Woman Forcibly Stripped by Male Guards Sues Beth Israel Hospital
Boston, Massachusetts, June 5, 2006—A lawsuit filed in federal district court today charges that Beth Israel Deaconess Medical Center and one of its nurses, without justification, had five male guards forcibly strip a woman with a history of sexual abuse who had gone to the emergency room for treatment of migraine headaches. The suit requests damages to compensate Cassandra Sampson for “severe emotional and physical injuries” and reform of hospital policies that discriminate on the basis of psychiatric disability.
Ms.Sampson, 50, had previously used the psychiatric division of the hospital’s emergency department because of disabilities stemming from emotional and sexual abuse as a child. On March 25, 2005, suffering from severe migraine headaches, she went to the emergency department, where staff sent her to the psychiatric division. A nurse told her to disrobe completely. Ms Sampson took off everything but her pants, explaining that her history of sexual abuse made her fearful of removing them. She agreed to a thorough pat-down by a doctor to confirm that she had no unsafe object on her body.
After the pat-down, which confirmed that Ms. Sampson did not have any unsafe material, the nurse still insisted that Ms. Sampson remove her pants. The nurse then called five male security guards into Ms. Sampson’s small room. “I got really scared when they all crowded into the room before they even touched me,” she said. “I started having flashbacks of my father ripping my clothes off.”

***

WHAT TO WORK ON:
1 – Print the article on the Beth Israel lawsuit from "Ms.Sampson, 50, had" to "on her body.".
2 – Do these statements agree with the article on the Beth Israel lawsuit? Answer yes or no for each, quoting the words that decide it. (a) The woman had gone to the emergency room for treatment of migraine headaches. (b) The pat-down turned up an unsafe object on Ms. Sampson. (c) The nurse called three male security guards into the room.
3 – In the article on the Beth Israel lawsuit, on what date did Ms. Sampson go to the emergency department with severe migraine headaches?
The material has no connection to the article on the Beth Israel lawsuit.

***

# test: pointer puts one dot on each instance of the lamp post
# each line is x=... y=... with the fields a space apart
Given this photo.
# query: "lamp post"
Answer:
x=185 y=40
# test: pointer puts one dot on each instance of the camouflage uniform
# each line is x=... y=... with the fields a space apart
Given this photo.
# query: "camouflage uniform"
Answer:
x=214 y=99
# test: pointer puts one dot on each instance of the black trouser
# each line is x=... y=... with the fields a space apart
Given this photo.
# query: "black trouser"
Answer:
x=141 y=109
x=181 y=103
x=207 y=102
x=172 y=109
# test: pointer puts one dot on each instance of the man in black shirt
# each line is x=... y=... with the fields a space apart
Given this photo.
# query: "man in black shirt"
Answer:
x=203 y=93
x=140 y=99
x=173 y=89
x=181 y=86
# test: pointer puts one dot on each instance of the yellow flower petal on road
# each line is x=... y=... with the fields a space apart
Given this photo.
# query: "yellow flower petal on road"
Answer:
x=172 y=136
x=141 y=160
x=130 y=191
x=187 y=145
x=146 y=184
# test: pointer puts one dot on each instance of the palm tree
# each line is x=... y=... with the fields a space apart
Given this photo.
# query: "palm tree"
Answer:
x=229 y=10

***

RESPONSES TO THE TASKS:
1 –
Ms.Sampson, 50, had previously used the psychiatric division of the hospital’s emergency department because of disabilities stemming from emotional and sexual abuse as a child. On March 25, 2005, suffering from severe migraine headaches, she went to the emergency department, where staff sent her to the psychiatric division. A nurse told her to disrobe completely. Ms Sampson took off everything but her pants, explaining that her history of sexual abuse made her fearful of removing them. She agreed to a thorough pat-down by a doctor to confirm that she had no unsafe object on her body.

2 –
(a) Yes: "had gone to the emergency room for treatment of migraine headaches"
(b) No: "which confirmed that Ms. Sampson did not have any unsafe material"
(c) No: "The nurse then called five male security guards"

3 – March 25, 2005